* [REQUIRED ACTION] Return exactly the lines from the start of the records below through the line containing "box: [1102, 1220, 1196, 1311]", both ends included, and leave out the pictures.

* [GIVEN DATA]
--*--

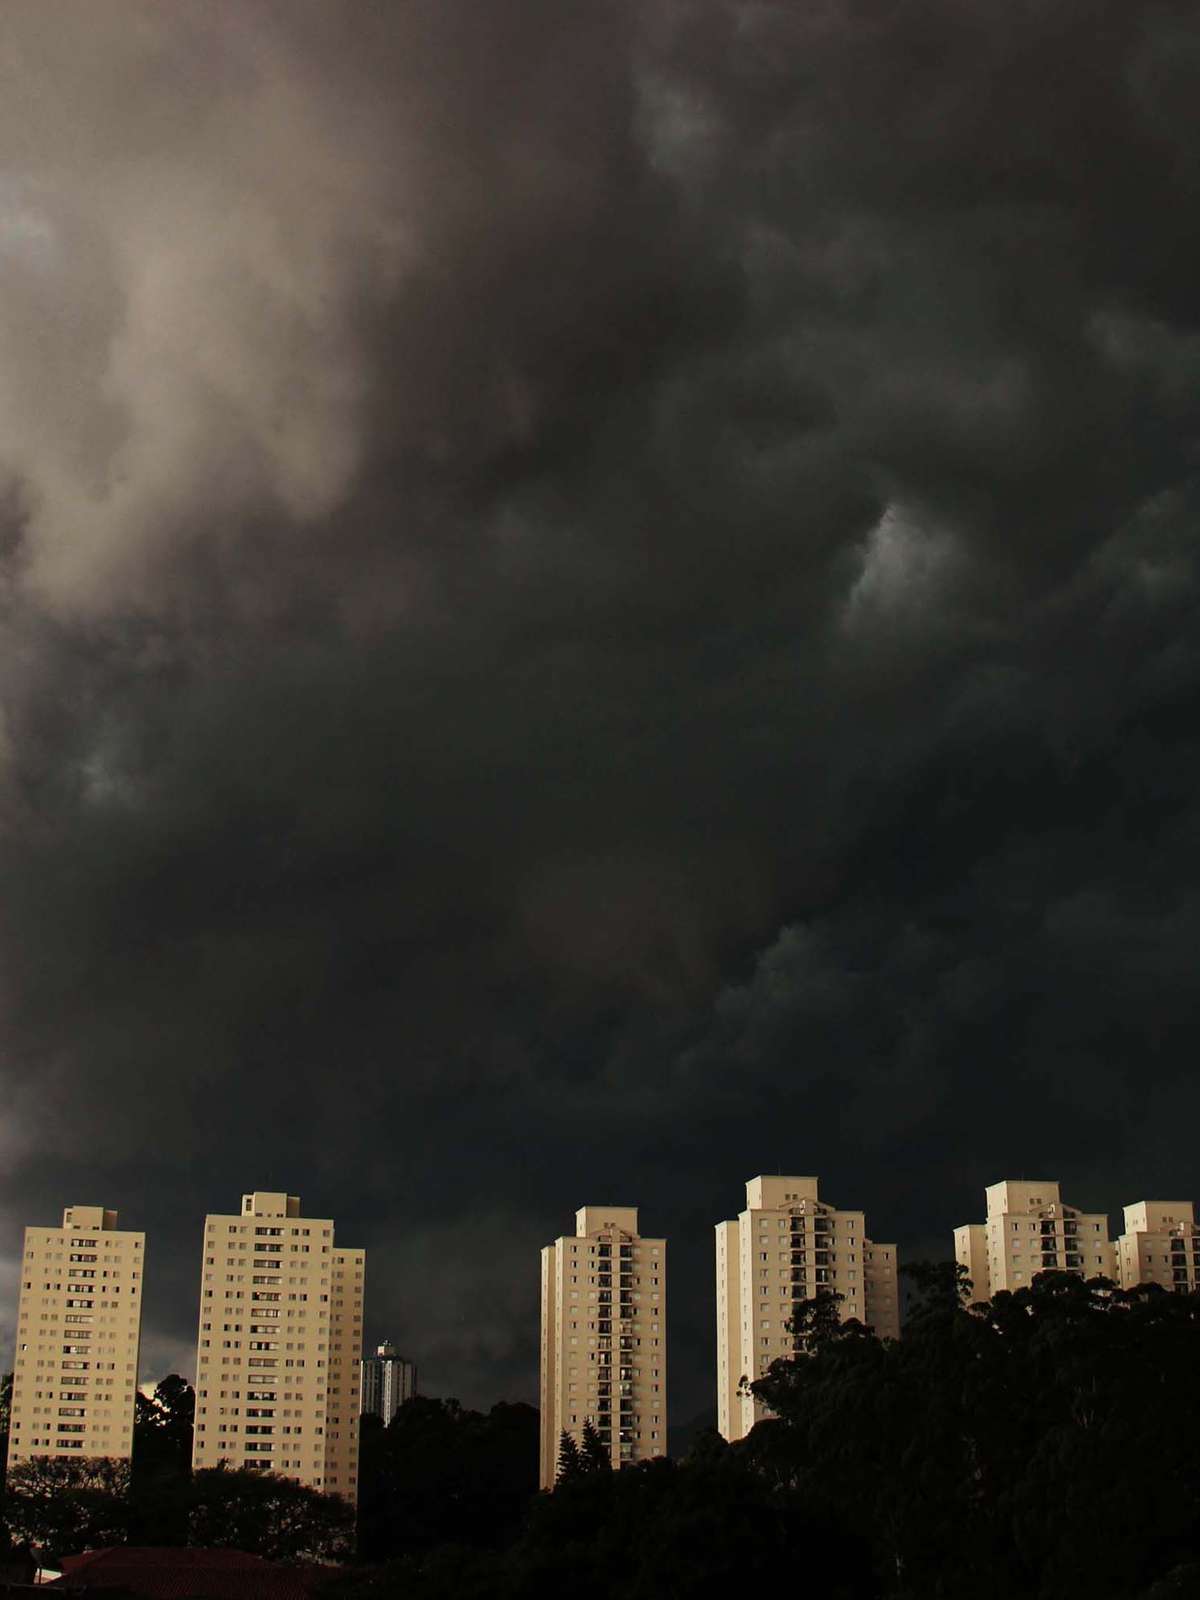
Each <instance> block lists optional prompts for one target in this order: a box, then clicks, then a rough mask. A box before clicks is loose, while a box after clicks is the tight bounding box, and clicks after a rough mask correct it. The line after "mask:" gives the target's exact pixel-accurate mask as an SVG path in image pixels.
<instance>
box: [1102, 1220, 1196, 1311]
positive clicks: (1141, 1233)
mask: <svg viewBox="0 0 1200 1600" xmlns="http://www.w3.org/2000/svg"><path fill="white" fill-rule="evenodd" d="M1117 1280H1118V1283H1120V1286H1122V1288H1125V1290H1131V1288H1134V1286H1136V1285H1138V1283H1158V1285H1162V1286H1163V1288H1165V1290H1171V1291H1173V1293H1176V1294H1189V1293H1194V1291H1195V1290H1200V1226H1197V1221H1195V1211H1194V1206H1192V1202H1190V1200H1138V1202H1136V1205H1126V1206H1125V1232H1123V1234H1122V1237H1120V1238H1118V1240H1117Z"/></svg>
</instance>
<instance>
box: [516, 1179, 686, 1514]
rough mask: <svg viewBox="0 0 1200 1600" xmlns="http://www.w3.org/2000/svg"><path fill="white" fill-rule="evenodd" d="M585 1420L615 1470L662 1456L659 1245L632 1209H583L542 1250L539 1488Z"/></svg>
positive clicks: (663, 1339) (665, 1294) (662, 1413)
mask: <svg viewBox="0 0 1200 1600" xmlns="http://www.w3.org/2000/svg"><path fill="white" fill-rule="evenodd" d="M587 1421H590V1422H592V1424H594V1427H595V1430H597V1434H598V1435H600V1438H602V1442H603V1443H605V1446H606V1448H608V1451H610V1454H611V1461H613V1466H614V1467H624V1466H627V1464H629V1462H632V1461H645V1459H648V1458H651V1456H662V1454H666V1450H667V1242H666V1240H664V1238H643V1237H642V1235H640V1234H638V1230H637V1208H635V1206H595V1205H592V1206H582V1208H581V1210H579V1211H576V1218H574V1237H566V1235H565V1237H562V1238H557V1240H555V1242H554V1243H552V1245H547V1246H546V1248H544V1250H542V1339H541V1429H542V1430H541V1485H542V1488H552V1486H554V1480H555V1472H557V1462H558V1440H560V1435H562V1434H571V1435H573V1437H574V1438H576V1440H581V1438H582V1430H584V1422H587Z"/></svg>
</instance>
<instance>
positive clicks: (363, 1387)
mask: <svg viewBox="0 0 1200 1600" xmlns="http://www.w3.org/2000/svg"><path fill="white" fill-rule="evenodd" d="M414 1394H416V1365H414V1363H413V1362H406V1360H405V1358H403V1355H400V1354H398V1352H397V1349H395V1346H394V1344H379V1346H376V1352H374V1355H365V1357H363V1363H362V1368H360V1373H358V1411H360V1413H362V1416H379V1418H382V1419H384V1424H387V1422H390V1421H392V1418H394V1416H395V1413H397V1411H398V1410H400V1406H402V1405H403V1403H405V1400H411V1398H413V1395H414Z"/></svg>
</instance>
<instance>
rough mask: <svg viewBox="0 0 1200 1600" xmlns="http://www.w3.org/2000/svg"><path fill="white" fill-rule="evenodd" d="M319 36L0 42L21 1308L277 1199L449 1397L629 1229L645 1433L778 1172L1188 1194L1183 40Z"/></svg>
mask: <svg viewBox="0 0 1200 1600" xmlns="http://www.w3.org/2000/svg"><path fill="white" fill-rule="evenodd" d="M349 16H350V13H347V11H344V10H342V8H336V6H315V5H304V3H294V0H291V3H288V5H272V3H262V5H256V6H253V8H245V6H237V5H208V6H203V8H200V6H189V5H179V6H170V8H165V6H157V5H149V3H147V5H133V3H130V5H120V6H117V8H115V10H114V6H106V8H102V10H98V8H80V6H67V5H58V3H45V0H42V3H38V5H32V3H30V5H24V3H18V5H10V8H8V13H6V38H5V45H3V72H5V80H6V86H5V94H3V98H2V99H0V149H3V150H5V163H3V168H0V262H2V264H3V275H5V296H3V309H2V310H0V339H2V341H3V362H2V363H0V419H3V437H2V438H0V470H2V472H3V480H5V482H3V501H2V502H0V504H2V506H3V512H2V517H3V538H2V539H0V558H2V560H3V590H2V602H3V610H2V613H0V627H2V629H3V685H2V709H3V720H2V722H0V816H2V818H3V837H2V840H0V870H2V872H3V901H2V902H0V958H2V965H0V984H2V994H0V1000H2V1003H3V1010H2V1013H0V1018H2V1021H0V1029H2V1030H3V1032H2V1048H3V1058H2V1059H3V1072H5V1110H6V1117H5V1130H3V1149H2V1154H3V1163H2V1171H3V1178H2V1179H0V1181H2V1182H3V1189H2V1190H0V1200H2V1202H3V1216H5V1219H6V1246H5V1248H6V1253H8V1256H10V1259H11V1253H13V1250H14V1248H16V1240H18V1227H19V1224H22V1222H26V1221H45V1219H46V1218H50V1216H53V1214H54V1213H56V1211H58V1208H59V1206H61V1205H62V1203H67V1202H70V1200H91V1198H96V1200H104V1202H106V1203H109V1205H112V1203H117V1205H120V1206H122V1210H123V1213H125V1214H126V1218H128V1221H130V1222H131V1226H139V1224H142V1222H146V1224H147V1226H150V1229H152V1240H150V1245H152V1262H154V1269H155V1282H154V1288H152V1293H150V1301H149V1314H150V1330H149V1333H150V1354H149V1360H150V1365H154V1366H162V1365H163V1363H170V1362H179V1360H184V1358H186V1357H184V1354H181V1352H184V1350H186V1342H187V1339H189V1336H190V1334H189V1326H190V1317H192V1309H194V1277H195V1256H197V1246H198V1219H200V1216H202V1214H203V1211H205V1210H219V1208H226V1206H232V1205H235V1202H237V1197H238V1195H240V1194H242V1192H243V1189H250V1187H283V1186H290V1187H293V1189H294V1187H299V1189H301V1190H302V1194H304V1200H306V1205H310V1206H312V1208H314V1210H317V1211H331V1213H334V1214H336V1218H338V1219H339V1227H341V1234H342V1237H344V1238H346V1240H347V1242H349V1243H365V1245H366V1246H368V1250H370V1251H371V1325H373V1326H371V1331H373V1333H374V1331H378V1333H381V1334H382V1333H392V1334H394V1336H397V1338H400V1339H402V1341H403V1342H405V1344H406V1346H408V1347H411V1350H413V1352H414V1354H416V1355H418V1358H419V1360H421V1363H422V1370H424V1374H426V1379H427V1382H429V1386H430V1389H434V1390H437V1389H443V1390H458V1392H461V1394H462V1395H464V1398H475V1400H480V1398H486V1397H491V1395H498V1394H501V1392H506V1394H530V1392H531V1384H533V1355H534V1323H533V1318H534V1317H536V1290H534V1270H533V1261H534V1256H533V1253H534V1250H536V1246H538V1245H539V1243H541V1242H544V1238H547V1237H550V1235H552V1234H555V1232H558V1230H560V1229H563V1227H566V1226H568V1224H570V1214H571V1211H573V1208H574V1206H576V1205H578V1203H582V1202H584V1200H589V1198H590V1200H605V1198H611V1200H626V1198H629V1200H634V1202H638V1203H640V1205H642V1206H643V1214H645V1222H646V1226H648V1227H654V1229H658V1227H661V1229H664V1230H667V1232H669V1234H670V1237H672V1240H674V1248H675V1261H677V1272H678V1277H677V1278H675V1290H674V1294H672V1299H674V1304H675V1317H677V1323H675V1328H674V1336H675V1341H677V1355H678V1362H677V1379H678V1395H677V1402H678V1410H680V1411H686V1410H694V1408H696V1406H698V1405H701V1403H702V1402H704V1397H706V1394H707V1389H706V1384H707V1368H706V1362H707V1328H709V1323H710V1310H709V1306H710V1301H709V1283H707V1274H709V1238H710V1235H709V1232H707V1229H709V1227H710V1224H712V1221H715V1219H718V1218H720V1216H725V1214H730V1213H731V1211H734V1210H736V1208H738V1203H739V1184H741V1182H742V1181H744V1179H746V1178H747V1176H750V1174H752V1173H755V1171H758V1170H763V1168H781V1166H782V1168H802V1170H811V1171H819V1173H821V1174H822V1178H824V1181H826V1186H827V1189H829V1192H830V1195H832V1197H834V1198H838V1200H842V1202H845V1203H864V1205H866V1206H867V1208H869V1216H870V1222H872V1227H874V1229H875V1232H877V1234H878V1235H880V1237H899V1238H901V1242H902V1243H904V1245H920V1246H923V1248H925V1246H930V1248H931V1246H933V1245H936V1243H941V1245H942V1246H944V1242H946V1232H947V1229H949V1226H952V1224H954V1222H957V1221H962V1219H965V1218H968V1216H973V1214H974V1213H976V1211H978V1205H979V1195H978V1189H979V1186H981V1184H982V1182H986V1181H992V1179H995V1178H998V1176H1002V1174H1005V1173H1006V1171H1011V1170H1014V1168H1021V1170H1030V1171H1032V1170H1035V1168H1037V1170H1042V1171H1045V1173H1048V1174H1051V1176H1053V1174H1059V1176H1062V1179H1064V1182H1069V1184H1070V1186H1072V1189H1070V1192H1072V1194H1074V1195H1077V1197H1078V1198H1080V1200H1082V1202H1083V1203H1088V1205H1098V1206H1115V1205H1117V1203H1120V1202H1122V1200H1128V1198H1134V1197H1138V1195H1141V1194H1142V1192H1144V1190H1147V1189H1154V1187H1160V1189H1170V1190H1179V1192H1184V1194H1190V1192H1194V1189H1195V1184H1194V1181H1192V1171H1194V1168H1192V1166H1190V1163H1189V1152H1190V1141H1189V1138H1187V1133H1186V1130H1187V1126H1189V1125H1190V1122H1192V1115H1194V1110H1195V1088H1194V1061H1195V1021H1194V1005H1192V994H1194V970H1195V955H1194V952H1195V949H1197V931H1200V930H1198V928H1197V920H1198V914H1197V904H1195V866H1197V858H1198V851H1197V824H1198V821H1200V811H1198V808H1197V773H1198V771H1200V760H1198V752H1197V734H1195V728H1197V709H1198V698H1200V696H1198V688H1200V670H1198V666H1200V664H1198V662H1197V643H1195V640H1197V627H1195V622H1197V536H1195V528H1197V485H1195V470H1197V446H1195V440H1197V424H1198V422H1200V398H1198V397H1200V386H1198V382H1197V379H1200V330H1197V301H1195V283H1197V280H1198V272H1200V234H1198V230H1197V224H1195V218H1197V214H1200V210H1198V208H1197V200H1200V195H1198V194H1197V189H1198V187H1200V139H1197V133H1195V126H1194V114H1192V107H1194V104H1195V91H1197V86H1198V85H1197V72H1198V70H1200V26H1197V22H1195V19H1194V14H1192V10H1190V8H1189V6H1182V5H1142V3H1134V5H1130V3H1123V5H1115V3H1112V5H1101V6H1096V5H1083V3H1066V5H1064V3H1059V5H1054V6H1050V5H1026V6H1016V8H1014V6H1002V5H994V3H970V5H962V3H955V5H950V3H946V5H942V3H934V5H930V3H922V5H915V3H912V5H909V3H890V5H883V3H850V0H840V3H830V5H822V6H795V5H790V3H787V5H754V6H750V5H722V3H712V5H678V3H677V5H672V3H666V0H662V3H648V5H638V6H624V5H618V6H586V5H578V6H570V8H563V6H558V5H549V3H547V5H539V3H534V0H528V3H520V5H514V6H467V5H446V3H440V5H432V3H429V5H406V6H403V8H382V6H381V8H374V6H360V8H355V11H354V13H352V16H354V26H352V27H350V26H349V22H347V18H349ZM48 1149H53V1152H54V1157H53V1160H51V1162H48V1160H46V1150H48ZM480 1274H482V1277H480Z"/></svg>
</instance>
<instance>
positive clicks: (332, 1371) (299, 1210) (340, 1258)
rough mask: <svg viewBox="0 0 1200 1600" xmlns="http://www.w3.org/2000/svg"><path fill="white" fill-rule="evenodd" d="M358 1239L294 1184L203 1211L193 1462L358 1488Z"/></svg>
mask: <svg viewBox="0 0 1200 1600" xmlns="http://www.w3.org/2000/svg"><path fill="white" fill-rule="evenodd" d="M363 1272H365V1251H362V1250H341V1248H338V1246H336V1245H334V1237H333V1222H331V1221H330V1219H328V1218H309V1216H301V1210H299V1198H298V1197H296V1195H286V1194H272V1192H256V1194H250V1195H243V1198H242V1211H240V1213H237V1214H230V1216H210V1218H206V1219H205V1254H203V1266H202V1282H200V1344H198V1350H197V1363H195V1442H194V1446H192V1467H194V1469H197V1470H198V1469H200V1467H214V1466H218V1464H219V1462H222V1461H224V1462H227V1464H229V1466H230V1467H240V1469H248V1470H258V1472H278V1474H282V1475H283V1477H288V1478H298V1480H299V1482H301V1483H307V1485H310V1486H312V1488H315V1490H322V1491H323V1493H325V1494H341V1496H342V1499H349V1501H357V1498H358V1357H360V1355H362V1338H363V1333H362V1330H363Z"/></svg>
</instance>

--*--

* [ANSWER TO THE EXERCISE]
Each <instance> block lists optional prompts for one target in this order: a box, then clicks, then a rough mask. A box before clicks is loose, while a box after clicks is the tight bounding box, and clicks after a rough mask correct it. The line after "mask:" gives the target's exact pixel-accurate mask as an SVG path in image pixels.
<instance>
box: [1102, 1220, 1196, 1311]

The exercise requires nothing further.